• Задания
**a.** Продублируйте записи: начните с самой первой и закончите строкой, в которой стоит «[241,105,747,486]», включая ее.
**b.** Продолжите отрывок о том, как поколение автора оказалось не готово к нацизму. Начните сразу после его последнего предложения.

Тогда я воспринимал эту банду не слишком всерьез — широко распространенная ошибка неопытных противников нацизма
19 февраля 2024 Себастьян Хафнер
Себастьян Хафнер (настоящее имя Раймунд Претцель, 1907-1999) — немецко-британский журналист, публицист, историк. Автор биографических и исторических книг. Одна из самых известных его книг — «История одного немца. Частный человек против тысячелетнего рейха», эту книгу он написал в эмиграции в 1939 году. Предлагаем вам отрывки из этой книги.
…Сегодня я могу лишь печально улыбнуться, вспомнив, насколько был не подготовлен к предстоящим мне приключениям. Я к ним вовсе не был подготовлен. Я не умел боксировать, не знал ни одного приема джиу-джитсу — не говоря уже о таких специальных науках, как контрабанда, нелегальный переход государственной границы, условные знаки и тайные сигналы, знание которых куда как пригодилось бы мне в будущем.
Однако и интеллектуально я был из рук вон скверно подготовлен к предстоящему. Разве не говорят, что военные штабы в мирное время великолепно готовят армии к… недавно прошедшей войне?
Не знаю, как обстоят дела в военной сфере, но вот то, что в определенных семьях блистательно готовят сыновей к жизни в недавно завершившейся эпохе, — это точно! У меня был великолепный интеллектуальный багаж для того, чтобы сыграть достойную роль в мирную буржуазную пору до 1914-го; кроме того, благодаря некоторой осведомленности относительно современности у меня возникло уверенное ощущение, что весь этот интеллектуальный багаж весьма мало мне понадобится.
И все. Я мало знал о том, с чем мне предстоит столкнуться в близком будущем; запах — да! — запах этого будущего настораживал, но я не располагал понятиями, категориями, в которых мог бы описать это будущее.
Так обстояло дело не только со мной, но в общем и целом со всем моим поколением, и, разумеется, со старшим. (Таково сегодня положение большинства людей в других странах, где знают о нацизме только из газет и еженедельного кинообозрения.)
Все наше мышление разворачивалось в рамках цивилизации, основы которой настолько сами собой разумеются, что мы о них почти забыли. Если мы спорили об известных антитезах — свобода или долг, национализм или гуманизм, индивидуализм или социализм, — то сами собой разумеющиеся основы христианско-гуманистической цивилизации никогда не затрагивались. Они не подлежали обсуждению. Поэтому далеко не каждый в Германии, кто стал нацистом, ясно осознавал, кем он на самом деле стал. Возможно, он полагал, что вступил в партию, которая борется за национализм, за социализм, против евреев, за реванш 1914-1918 годов; большинство этих людей втайне радовались новой социальной авантюре и новому 1923 году — но все это они мыслили в «гуманных» формах, свойственных «культурному народу». Многие из таких сторонников нацизма были бы всерьез напуганы, если бы их спросили (назовем лишь несколько явлений, которые всем бросались в глаза и, конечно, не были самым ужасным ударом): согласны ли они на государственную организацию погромов, или на создание постоянно действующих государственных пыточных камер? Еще и сегодня встречаются нацисты, которые делают испуганные глаза, когда им задают такие вопросы.

• Записи для задания
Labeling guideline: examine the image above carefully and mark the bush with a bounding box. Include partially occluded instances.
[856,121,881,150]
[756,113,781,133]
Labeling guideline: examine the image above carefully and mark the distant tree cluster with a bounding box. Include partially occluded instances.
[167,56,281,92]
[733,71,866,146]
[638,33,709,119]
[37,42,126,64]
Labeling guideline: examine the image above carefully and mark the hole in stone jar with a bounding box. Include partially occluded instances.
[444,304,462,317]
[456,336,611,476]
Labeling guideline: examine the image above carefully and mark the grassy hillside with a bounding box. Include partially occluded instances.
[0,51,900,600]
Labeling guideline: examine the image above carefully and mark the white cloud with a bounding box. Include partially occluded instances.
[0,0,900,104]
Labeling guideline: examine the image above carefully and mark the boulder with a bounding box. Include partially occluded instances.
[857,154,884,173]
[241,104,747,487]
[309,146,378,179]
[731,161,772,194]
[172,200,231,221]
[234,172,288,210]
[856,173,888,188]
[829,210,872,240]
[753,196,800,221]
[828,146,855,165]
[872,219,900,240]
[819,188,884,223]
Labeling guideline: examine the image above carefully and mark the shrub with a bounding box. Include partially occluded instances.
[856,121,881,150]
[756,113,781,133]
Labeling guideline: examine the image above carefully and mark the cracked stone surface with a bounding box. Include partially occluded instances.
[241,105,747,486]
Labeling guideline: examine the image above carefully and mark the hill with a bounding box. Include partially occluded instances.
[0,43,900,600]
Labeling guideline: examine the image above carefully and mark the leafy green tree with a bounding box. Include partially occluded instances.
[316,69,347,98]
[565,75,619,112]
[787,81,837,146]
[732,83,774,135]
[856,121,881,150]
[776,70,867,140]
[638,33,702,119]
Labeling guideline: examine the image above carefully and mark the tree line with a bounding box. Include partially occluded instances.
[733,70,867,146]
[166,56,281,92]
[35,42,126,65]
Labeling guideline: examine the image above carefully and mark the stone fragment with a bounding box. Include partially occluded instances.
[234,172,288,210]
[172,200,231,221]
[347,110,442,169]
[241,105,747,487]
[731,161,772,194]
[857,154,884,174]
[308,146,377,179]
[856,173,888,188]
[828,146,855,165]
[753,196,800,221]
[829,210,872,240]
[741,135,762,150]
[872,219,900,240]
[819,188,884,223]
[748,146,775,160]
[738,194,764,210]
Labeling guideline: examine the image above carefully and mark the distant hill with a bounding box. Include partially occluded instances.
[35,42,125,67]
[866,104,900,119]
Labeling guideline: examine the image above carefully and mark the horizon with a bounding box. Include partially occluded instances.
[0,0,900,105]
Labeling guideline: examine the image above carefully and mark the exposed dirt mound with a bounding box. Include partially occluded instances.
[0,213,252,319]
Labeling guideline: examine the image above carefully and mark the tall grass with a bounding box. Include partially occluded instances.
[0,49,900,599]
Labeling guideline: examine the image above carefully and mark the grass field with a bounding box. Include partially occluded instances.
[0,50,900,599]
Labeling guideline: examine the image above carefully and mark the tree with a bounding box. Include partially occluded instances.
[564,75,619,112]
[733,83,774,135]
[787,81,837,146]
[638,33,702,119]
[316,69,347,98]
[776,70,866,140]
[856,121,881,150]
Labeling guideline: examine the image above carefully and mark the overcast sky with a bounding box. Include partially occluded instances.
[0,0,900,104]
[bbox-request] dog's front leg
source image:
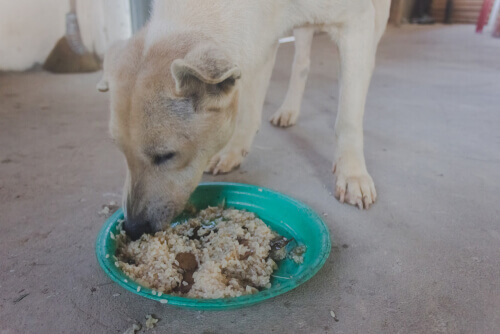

• Результаты по заданиям
**a.**
Labeling guideline: examine the image above carefully and mark the bush with a bounding box. Include partially occluded instances.
[856,121,881,150]
[756,113,781,133]
Labeling guideline: examine the image above carefully and mark the distant tree cluster with a bounding box. Include partially occluded instances.
[167,56,281,92]
[733,71,866,146]
[638,33,709,119]
[37,42,126,64]
Labeling guideline: examine the image above carefully and mark the hole in stone jar with a bounding box. Include partially occluded instances.
[444,304,462,317]
[456,336,611,476]
Labeling guideline: examine the image above carefully and mark the grassy hillside with a bounding box. Include partially occluded instances.
[0,51,900,600]
Labeling guideline: examine the image above carefully and mark the white cloud with a bounding box. Include partially occluded instances.
[0,0,900,104]
Labeling guideline: examine the image above carefully and mark the boulder with a bounding box. Include partially occluded instances.
[857,154,884,173]
[241,104,747,487]
[309,146,378,179]
[731,161,772,194]
[172,200,231,221]
[234,172,288,210]
[856,173,888,188]
[829,210,872,240]
[753,196,800,221]
[828,146,855,165]
[872,219,900,240]
[819,188,884,223]
Labeling guideline: examine the image above carefully and mark the shrub with a bounding box. Include partially occluded instances.
[856,121,881,150]
[756,113,781,133]
Labeling guideline: examine the image above carefully and mark the cracked stone surface with a bounding box. Include partially occluded instances.
[241,105,747,486]

**b.**
В то время у меня не было определенных политических взглядов. Мне даже трудно было определить, а сам-то я в политическом отношении правый или левый? Когда однажды в 1932 году кто-то поставил передо мной этот, что ни говори, вопрос совести, я растерянно и с запинками ответил: «Скорее, правый…» По конкретным вопросам я занимал позицию то правых, то левых, а порой и вовсе не вставал на чью-либо сторону. Из существующих в Германии партий меня не привлекала ни одна, хотя выбор был велик. Во всяком случае, я уже убедился ut exempla docent (Что примеры поучают (лат.)), что чья-то принадлежность к какой бы то ни было партии отнюдь не гарантирует того, что он не станет нацистом.
Меня от этого оберегало… чутье. У меня хорошее чутье — я имею в виду не ум, но некое чувство эстетической valeur или non-valeur (Ценности или неценности (фр.)) той или иной моральной, политической, идеологической позиции.
У большинства немцев, к сожалению, это чувство отсутствует полностью. Умнейшие из них способны тупо спорить, применяя абстрактные понятия, дедукцию и индукцию, о ценности какого-нибудь явления, от которого просто-напросто воняет. Мои немногие, но твердые убеждения зиждились исключительно на чутье.
На нацистов мое чутье реагировало совершенно однозначно. Было куда как скучно выяснять, что из поставленных ими целей и задач все-таки можно обсуждать как «исторически оправданные», если все в целом пахло так, как оно пахло. Я не заблуждался относительно того, что нацисты — враги, мои личные враги и враги всего того, что для меня дорого. В чем я заблуждался, так это в том, что не подозревал, насколько страшные враги нацисты.
Тогда я скорей воспринимал эту банду не слишком всерьез — широко распространенная ошибка неопытных противников нацизма, в свое время сыгравшая на руку Гитлеру, да и до сих пор ему выгодная.
Трудно найти что-нибудь более комичное, чем то безучастное и высокомерное спокойствие, с которым я и подобные мне люди, будто из театральной ложи в бинокль, наблюдали за первыми успехами нацистской революции, направленной на то, чтобы стереть нас с лица земли. Пожалуй, более комичным может представиться только то, что вся Европа, уже имея наш пример перед глазами, заняла такую же высокомерную, насмешливую, бездеятельную позицию зрителя в ложе, в то время как нацисты уже подожгли «театр» с четырех сторон.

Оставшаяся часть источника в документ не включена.